*** Opening Provided data ***

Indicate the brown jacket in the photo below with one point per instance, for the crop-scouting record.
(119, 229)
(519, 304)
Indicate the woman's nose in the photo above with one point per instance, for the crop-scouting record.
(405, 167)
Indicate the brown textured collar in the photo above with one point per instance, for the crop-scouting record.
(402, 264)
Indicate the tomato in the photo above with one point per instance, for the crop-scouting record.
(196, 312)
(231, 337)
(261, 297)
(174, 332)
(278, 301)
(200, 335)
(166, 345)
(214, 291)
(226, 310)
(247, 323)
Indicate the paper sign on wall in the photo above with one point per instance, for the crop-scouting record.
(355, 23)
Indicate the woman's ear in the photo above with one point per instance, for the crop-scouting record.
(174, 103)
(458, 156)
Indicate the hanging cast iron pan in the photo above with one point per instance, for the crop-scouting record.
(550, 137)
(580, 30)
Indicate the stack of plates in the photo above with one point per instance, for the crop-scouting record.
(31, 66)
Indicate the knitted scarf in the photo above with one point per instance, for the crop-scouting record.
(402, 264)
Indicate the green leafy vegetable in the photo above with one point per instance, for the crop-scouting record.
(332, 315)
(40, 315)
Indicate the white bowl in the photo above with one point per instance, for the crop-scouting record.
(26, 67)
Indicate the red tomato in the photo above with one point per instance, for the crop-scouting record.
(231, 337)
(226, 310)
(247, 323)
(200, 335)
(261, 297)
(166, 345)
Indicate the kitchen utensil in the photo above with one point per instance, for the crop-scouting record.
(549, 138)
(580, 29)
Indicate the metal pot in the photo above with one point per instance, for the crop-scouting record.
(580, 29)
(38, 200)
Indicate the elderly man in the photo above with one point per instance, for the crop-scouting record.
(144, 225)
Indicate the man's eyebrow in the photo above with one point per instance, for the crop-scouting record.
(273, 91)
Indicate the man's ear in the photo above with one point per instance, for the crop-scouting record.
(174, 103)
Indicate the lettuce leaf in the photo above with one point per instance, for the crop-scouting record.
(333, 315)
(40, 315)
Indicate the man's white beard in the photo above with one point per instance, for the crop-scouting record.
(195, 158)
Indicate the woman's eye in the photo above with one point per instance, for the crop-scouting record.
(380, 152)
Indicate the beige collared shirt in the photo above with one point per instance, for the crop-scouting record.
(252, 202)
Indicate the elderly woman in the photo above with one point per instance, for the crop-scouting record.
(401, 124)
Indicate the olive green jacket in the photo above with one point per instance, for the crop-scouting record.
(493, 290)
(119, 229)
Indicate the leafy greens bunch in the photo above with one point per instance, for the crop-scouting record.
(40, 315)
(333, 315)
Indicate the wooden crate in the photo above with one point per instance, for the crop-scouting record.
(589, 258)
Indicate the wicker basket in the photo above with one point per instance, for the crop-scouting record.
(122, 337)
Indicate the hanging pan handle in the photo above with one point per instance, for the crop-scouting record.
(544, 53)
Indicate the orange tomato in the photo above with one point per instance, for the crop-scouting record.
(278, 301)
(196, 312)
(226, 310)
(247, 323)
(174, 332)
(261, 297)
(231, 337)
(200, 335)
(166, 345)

*** Closing Provided data ***

Task description: Go through the records and set each one down again, unchanged.

Answer to this exercise:
Indicate the brown jacket in the photo below with one point per instance, for the crop-scouting record.
(119, 229)
(519, 304)
Indicate the woman's nose in the photo above with one point per instance, for the crop-scouting record.
(405, 167)
Indicate the brown textured collar in the photo above with one point per instance, for the crop-scouting record.
(402, 264)
Indicate the tomato in the photo above with one point per instance, for the crop-scouting record.
(196, 312)
(231, 337)
(261, 297)
(174, 332)
(278, 301)
(200, 335)
(166, 345)
(214, 291)
(226, 310)
(247, 323)
Indicate the paper sign on wall in the photo above with one point per instance, for the crop-scouting record.
(355, 23)
Indicate the woman's ear in the photo above with one point per instance, for the crop-scouting record.
(174, 103)
(458, 156)
Indicate the hanging cast iron pan in the photo above with one point per instance, for the crop-scouting record.
(550, 137)
(580, 30)
Indicate the stack of plates in the photo above with one point per instance, for the crop-scouting record.
(31, 66)
Indicate the knitted scarf in the photo above with one point per instance, for the crop-scouting record.
(402, 264)
Indicate the green leafy vegetable in the photo above with one point per instance, for the crop-scouting record.
(332, 315)
(40, 315)
Indicate the white bowl in the photo above with one point per instance, for the crop-scouting record.
(26, 67)
Indicate the red tomato in the photo above with one point per instance, for the crop-scouting record.
(231, 337)
(226, 310)
(247, 323)
(200, 335)
(261, 297)
(166, 345)
Indicate the kitchen utensil in the photo above with one point per instance, for the crop-scouting record.
(549, 138)
(580, 29)
Indicate the metal pot in the photo above with one point per instance, for the crop-scouting record.
(580, 29)
(38, 200)
Indicate the elderly man in the photo above with one point per instance, for the crop-scouting record.
(144, 225)
Indicate the man's eyebrow in the photo above with one point per instance, for the crop-scouting record.
(273, 91)
Indicate the man's ear in the photo above with one point per instance, for the crop-scouting record.
(174, 103)
Indicate the lettuce leaf in the photo above with one point per instance, for the crop-scouting record.
(333, 315)
(40, 315)
Indicate the man's white beard in the photo above with one point per instance, for the crop-scouting record.
(195, 158)
Indicate the woman's eye in the photo above with one point per instance, for the crop-scouting record.
(380, 152)
Indicate the beige collared shirt in the photo above with one point per instance, for the crop-scouting record.
(252, 202)
Indicate the elderly woman in the photo above with one point per instance, for the crop-scouting record.
(401, 124)
Indicate the olive green jacket in the photo above with one point per instance, for the crop-scouting record.
(493, 290)
(119, 229)
Indicate the leafy greens bunch in the photo above with one point per instance, for the crop-scouting record.
(40, 315)
(333, 315)
Indicate the wooden crate in the photo above with one point per instance, for the crop-scouting record.
(589, 258)
Indicate the wicker basket in the photo above with one point per instance, for the crop-scouting record.
(122, 337)
Indicate the hanging pan handle in the photo above with one point per instance, for the crop-scouting record.
(544, 53)
Indicate the orange tomato in the photo above with one point per instance, for the crop-scouting record.
(278, 301)
(196, 312)
(226, 310)
(247, 323)
(174, 332)
(261, 297)
(231, 337)
(200, 335)
(166, 345)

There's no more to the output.